◆ Extract provided:
[Start of section]

I lost a good friend and mentor yesterday, my Uncle Robert, who was part of my life since the mid 50’s. He tried to teach me, among other things, how to sail a boat, drive a standard shift, maintain a car, and shoot shotguns and pistols. I say tried to teach me because I was an inept, nervous little idiot that most often proved to be a difficult student. This brought out the patient part of his nature which got me through the lessons unscathed – although he lost a clutch and almost his new sailboat in the process.
Some of the best memories are of time spent in his garage with him and my father, maintaining the fleet of family cars on Saturday mornings. I was in my twenties during this period, when all you needed to do this were ratchet wrench and socket sets, feeler gauges, and a timing light. We did tune ups, oil changes, brake jobs, and other assorted tasks. That was a special time learning from the masters, telling stories, breaking chops, and stealing each others hand tools.
Those times ended when electronics and pollution control systems took over under the hood and the simple tools were no longer enough to get the job done. Uncle Robert and I still spent time together and I visited him and my Aunt Bonnie often over the weekends. He and I went to the shooting range together on occasion, or just took a ride somewhere.
For four or five years in the early 2000s, I joined him and his camping crew at 4 scheduled weekend trips every summer at Austin Hawes Campground in Barkhamsted, CT. These were the best of times. The core crew of campers during my run were my uncle (known thereafter as The Camp Commander), his son Bobby (the best camp cook you could ever hope for, and a great friend of mine), his exceptionally humorous brother-in-law Sal (who started camping with The Camp Commander much earlier), and me. The nights around the camp fire, occasional treks into the woods or up the mountain, and general comradeship with its nonstop banter and jibes made for some of the happiest times of my life.

[End of section]

◆ Source material:
[Start of section]

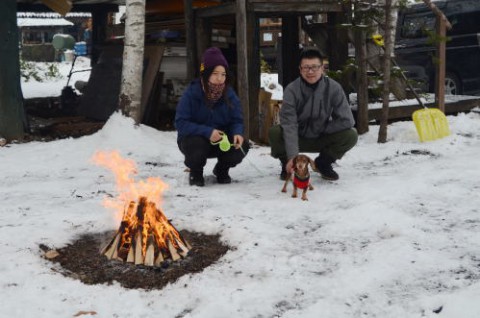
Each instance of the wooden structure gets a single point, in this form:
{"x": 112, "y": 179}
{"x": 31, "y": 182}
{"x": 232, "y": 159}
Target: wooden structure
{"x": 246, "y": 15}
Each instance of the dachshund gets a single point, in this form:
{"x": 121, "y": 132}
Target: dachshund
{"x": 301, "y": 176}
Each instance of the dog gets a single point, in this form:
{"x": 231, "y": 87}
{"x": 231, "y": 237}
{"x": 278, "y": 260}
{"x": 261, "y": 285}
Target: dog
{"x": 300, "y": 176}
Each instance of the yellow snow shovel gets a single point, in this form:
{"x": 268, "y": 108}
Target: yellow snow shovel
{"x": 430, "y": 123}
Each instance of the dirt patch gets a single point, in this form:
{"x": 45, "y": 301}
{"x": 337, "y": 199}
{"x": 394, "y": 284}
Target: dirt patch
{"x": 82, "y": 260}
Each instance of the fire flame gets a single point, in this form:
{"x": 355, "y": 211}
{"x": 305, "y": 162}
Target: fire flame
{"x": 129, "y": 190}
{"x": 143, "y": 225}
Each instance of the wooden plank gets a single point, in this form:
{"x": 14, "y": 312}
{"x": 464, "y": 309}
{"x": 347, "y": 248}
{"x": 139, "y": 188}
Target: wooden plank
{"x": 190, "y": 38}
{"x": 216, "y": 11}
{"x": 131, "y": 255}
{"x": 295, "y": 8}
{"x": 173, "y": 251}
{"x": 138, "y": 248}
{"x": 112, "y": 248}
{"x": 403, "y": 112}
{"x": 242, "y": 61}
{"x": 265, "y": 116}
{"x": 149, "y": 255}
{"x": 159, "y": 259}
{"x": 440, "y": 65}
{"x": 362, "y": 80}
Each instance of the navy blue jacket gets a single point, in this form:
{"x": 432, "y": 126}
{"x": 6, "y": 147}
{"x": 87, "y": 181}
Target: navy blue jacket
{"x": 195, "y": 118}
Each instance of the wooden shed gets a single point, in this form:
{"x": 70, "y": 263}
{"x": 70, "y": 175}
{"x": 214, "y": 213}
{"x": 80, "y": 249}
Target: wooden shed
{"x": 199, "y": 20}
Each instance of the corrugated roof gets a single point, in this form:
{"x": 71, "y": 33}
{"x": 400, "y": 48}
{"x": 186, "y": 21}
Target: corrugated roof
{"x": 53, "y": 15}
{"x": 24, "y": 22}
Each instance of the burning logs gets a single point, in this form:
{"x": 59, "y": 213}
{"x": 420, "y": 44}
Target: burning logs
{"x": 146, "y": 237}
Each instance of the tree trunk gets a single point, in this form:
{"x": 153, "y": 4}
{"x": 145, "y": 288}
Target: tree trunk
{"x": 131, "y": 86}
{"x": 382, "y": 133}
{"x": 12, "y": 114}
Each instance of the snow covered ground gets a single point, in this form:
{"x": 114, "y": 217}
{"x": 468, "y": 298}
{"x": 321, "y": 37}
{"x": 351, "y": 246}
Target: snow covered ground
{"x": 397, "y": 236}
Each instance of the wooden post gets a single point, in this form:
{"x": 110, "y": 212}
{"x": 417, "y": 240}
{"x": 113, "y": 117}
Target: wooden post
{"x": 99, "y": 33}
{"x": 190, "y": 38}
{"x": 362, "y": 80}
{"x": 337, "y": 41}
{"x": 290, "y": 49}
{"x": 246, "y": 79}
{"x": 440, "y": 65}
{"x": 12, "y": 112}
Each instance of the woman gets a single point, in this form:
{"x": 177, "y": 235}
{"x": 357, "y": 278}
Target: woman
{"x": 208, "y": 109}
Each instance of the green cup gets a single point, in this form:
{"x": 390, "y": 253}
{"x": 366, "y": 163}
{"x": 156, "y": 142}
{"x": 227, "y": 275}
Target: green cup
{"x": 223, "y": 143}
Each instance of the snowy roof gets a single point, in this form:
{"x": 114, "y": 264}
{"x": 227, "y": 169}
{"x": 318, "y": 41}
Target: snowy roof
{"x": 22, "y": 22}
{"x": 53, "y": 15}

[End of section]

◆ Problem 1: According to the remembrance of Uncle Robert, why did the Saturday mornings spent working on the family cars in his garage come to an end? Answer in one to three sentences.
◆ Problem 2: Print the part of the remembrance of Uncle Robert from "Those times ended" up to and including "a ride somewhere.".
The items stand apart from the remembrance of Uncle Robert and are separate material.

◆ Task response 1: They ended when electronics and pollution control systems took over under the hood. The simple tools they had used were no longer enough to get the job done.

◆ Task response 2:
Those times ended when electronics and pollution control systems took over under the hood and the simple tools were no longer enough to get the job done. Uncle Robert and I still spent time together and I visited him and my Aunt Bonnie often over the weekends. He and I went to the shooting range together on occasion, or just took a ride somewhere.